[Part of a data file]
• • •

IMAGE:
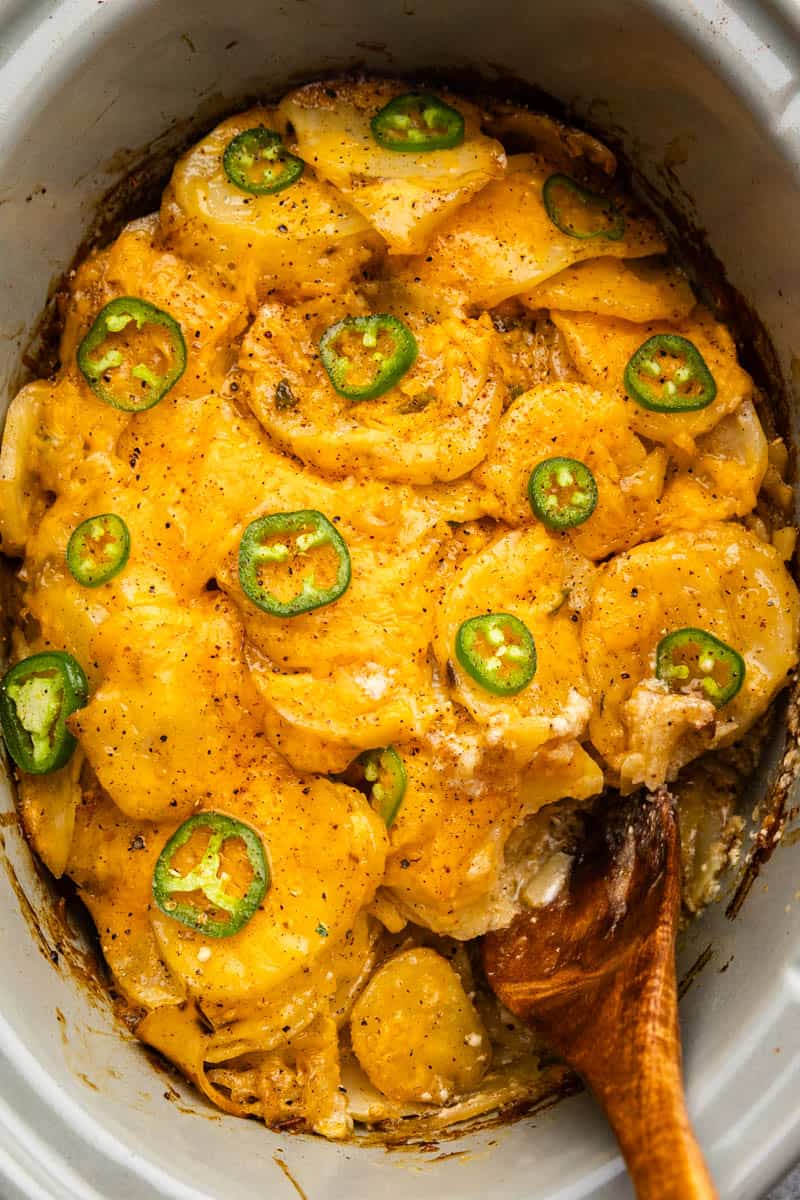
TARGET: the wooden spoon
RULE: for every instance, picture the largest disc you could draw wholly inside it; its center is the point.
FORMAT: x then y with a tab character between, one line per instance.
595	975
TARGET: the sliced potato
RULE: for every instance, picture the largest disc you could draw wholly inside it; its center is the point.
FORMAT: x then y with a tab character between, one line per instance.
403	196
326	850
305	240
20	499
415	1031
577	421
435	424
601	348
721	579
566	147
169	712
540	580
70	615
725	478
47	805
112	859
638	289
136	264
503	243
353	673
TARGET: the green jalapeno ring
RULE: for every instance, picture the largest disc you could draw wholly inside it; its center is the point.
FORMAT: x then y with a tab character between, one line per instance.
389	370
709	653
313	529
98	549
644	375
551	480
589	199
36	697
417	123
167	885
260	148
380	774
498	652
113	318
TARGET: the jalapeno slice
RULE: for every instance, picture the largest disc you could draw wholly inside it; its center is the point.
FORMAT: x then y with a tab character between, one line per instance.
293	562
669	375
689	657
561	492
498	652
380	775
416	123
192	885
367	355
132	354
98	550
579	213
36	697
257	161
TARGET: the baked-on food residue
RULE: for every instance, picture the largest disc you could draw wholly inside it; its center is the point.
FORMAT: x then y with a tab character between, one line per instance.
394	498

• • •

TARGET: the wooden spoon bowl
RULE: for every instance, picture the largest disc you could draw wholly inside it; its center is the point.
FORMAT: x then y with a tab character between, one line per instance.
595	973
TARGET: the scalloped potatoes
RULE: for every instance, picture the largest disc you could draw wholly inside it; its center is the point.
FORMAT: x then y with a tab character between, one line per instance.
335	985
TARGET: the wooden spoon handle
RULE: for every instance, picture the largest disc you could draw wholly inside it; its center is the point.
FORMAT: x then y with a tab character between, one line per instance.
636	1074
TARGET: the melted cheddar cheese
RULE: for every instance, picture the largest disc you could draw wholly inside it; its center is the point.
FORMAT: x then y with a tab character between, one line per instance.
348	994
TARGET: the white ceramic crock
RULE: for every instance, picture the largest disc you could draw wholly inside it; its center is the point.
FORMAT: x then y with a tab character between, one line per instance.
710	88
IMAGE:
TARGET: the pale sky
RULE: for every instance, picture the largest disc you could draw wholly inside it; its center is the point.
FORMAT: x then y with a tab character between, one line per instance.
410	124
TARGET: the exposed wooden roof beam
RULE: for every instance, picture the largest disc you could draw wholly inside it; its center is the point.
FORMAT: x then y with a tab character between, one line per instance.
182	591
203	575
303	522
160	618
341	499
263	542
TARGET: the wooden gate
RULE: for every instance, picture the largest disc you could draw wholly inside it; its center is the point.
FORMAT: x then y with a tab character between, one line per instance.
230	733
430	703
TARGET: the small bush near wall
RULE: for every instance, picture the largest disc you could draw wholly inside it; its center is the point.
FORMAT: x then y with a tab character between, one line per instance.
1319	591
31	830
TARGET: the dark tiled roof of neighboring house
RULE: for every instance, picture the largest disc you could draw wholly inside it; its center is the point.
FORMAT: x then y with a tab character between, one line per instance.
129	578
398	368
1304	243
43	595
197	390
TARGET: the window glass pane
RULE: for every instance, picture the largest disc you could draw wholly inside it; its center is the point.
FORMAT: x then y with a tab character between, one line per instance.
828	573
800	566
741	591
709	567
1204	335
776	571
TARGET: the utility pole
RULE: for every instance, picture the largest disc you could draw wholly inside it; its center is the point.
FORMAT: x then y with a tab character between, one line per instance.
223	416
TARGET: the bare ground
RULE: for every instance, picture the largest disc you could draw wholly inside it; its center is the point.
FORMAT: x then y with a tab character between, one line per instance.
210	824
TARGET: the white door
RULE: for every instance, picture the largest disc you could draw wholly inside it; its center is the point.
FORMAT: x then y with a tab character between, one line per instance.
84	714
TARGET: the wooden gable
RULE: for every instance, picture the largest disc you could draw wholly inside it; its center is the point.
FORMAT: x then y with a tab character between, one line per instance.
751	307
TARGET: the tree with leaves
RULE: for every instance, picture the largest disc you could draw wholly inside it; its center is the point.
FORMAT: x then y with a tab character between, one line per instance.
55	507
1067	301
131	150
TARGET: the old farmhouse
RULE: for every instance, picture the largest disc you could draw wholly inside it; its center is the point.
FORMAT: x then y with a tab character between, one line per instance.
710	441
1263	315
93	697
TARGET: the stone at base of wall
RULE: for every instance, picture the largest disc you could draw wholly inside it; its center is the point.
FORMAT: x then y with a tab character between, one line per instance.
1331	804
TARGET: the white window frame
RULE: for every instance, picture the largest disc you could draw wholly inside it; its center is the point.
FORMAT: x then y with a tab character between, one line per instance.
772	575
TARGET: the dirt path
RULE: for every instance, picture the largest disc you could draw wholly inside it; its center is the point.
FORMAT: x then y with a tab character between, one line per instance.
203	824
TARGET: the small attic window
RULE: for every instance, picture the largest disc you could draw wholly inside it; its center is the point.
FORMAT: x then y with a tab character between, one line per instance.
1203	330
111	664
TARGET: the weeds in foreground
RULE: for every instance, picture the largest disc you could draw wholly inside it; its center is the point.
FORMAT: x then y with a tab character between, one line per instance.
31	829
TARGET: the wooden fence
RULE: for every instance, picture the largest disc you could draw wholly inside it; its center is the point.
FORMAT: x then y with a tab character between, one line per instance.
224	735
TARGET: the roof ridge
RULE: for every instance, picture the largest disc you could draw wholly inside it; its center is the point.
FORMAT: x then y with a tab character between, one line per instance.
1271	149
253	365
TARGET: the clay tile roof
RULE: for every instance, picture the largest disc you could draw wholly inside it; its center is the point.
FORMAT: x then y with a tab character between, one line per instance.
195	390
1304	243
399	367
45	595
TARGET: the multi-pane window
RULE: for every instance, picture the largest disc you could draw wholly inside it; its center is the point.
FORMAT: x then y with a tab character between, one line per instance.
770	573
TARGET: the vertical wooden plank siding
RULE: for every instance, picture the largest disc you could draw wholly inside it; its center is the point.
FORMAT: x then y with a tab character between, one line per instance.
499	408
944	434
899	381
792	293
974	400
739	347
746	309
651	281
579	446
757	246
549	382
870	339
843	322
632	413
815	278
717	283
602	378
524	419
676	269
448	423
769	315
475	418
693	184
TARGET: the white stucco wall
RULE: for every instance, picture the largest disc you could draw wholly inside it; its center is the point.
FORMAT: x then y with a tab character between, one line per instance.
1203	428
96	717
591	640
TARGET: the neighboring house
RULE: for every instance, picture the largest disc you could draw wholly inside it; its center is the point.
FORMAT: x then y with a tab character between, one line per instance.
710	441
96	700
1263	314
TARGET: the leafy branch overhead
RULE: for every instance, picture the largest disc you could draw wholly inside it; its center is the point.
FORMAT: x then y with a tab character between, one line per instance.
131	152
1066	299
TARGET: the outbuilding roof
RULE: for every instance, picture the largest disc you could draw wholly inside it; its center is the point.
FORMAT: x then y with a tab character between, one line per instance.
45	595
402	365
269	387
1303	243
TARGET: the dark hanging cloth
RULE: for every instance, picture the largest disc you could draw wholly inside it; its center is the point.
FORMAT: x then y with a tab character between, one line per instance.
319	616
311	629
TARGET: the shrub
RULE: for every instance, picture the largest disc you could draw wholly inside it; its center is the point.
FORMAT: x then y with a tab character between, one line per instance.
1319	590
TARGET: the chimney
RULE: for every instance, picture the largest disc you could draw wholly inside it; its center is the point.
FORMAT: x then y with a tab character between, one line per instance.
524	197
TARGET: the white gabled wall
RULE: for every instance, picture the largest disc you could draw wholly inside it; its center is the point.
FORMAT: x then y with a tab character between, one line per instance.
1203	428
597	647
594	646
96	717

• • •

Pull out every line of the entries that contains the string "dark", and copy each one as it stands.

### Solution to the problem
TARGET: the dark tiled roof of neighboring house
TARGET: the dark hanging cloth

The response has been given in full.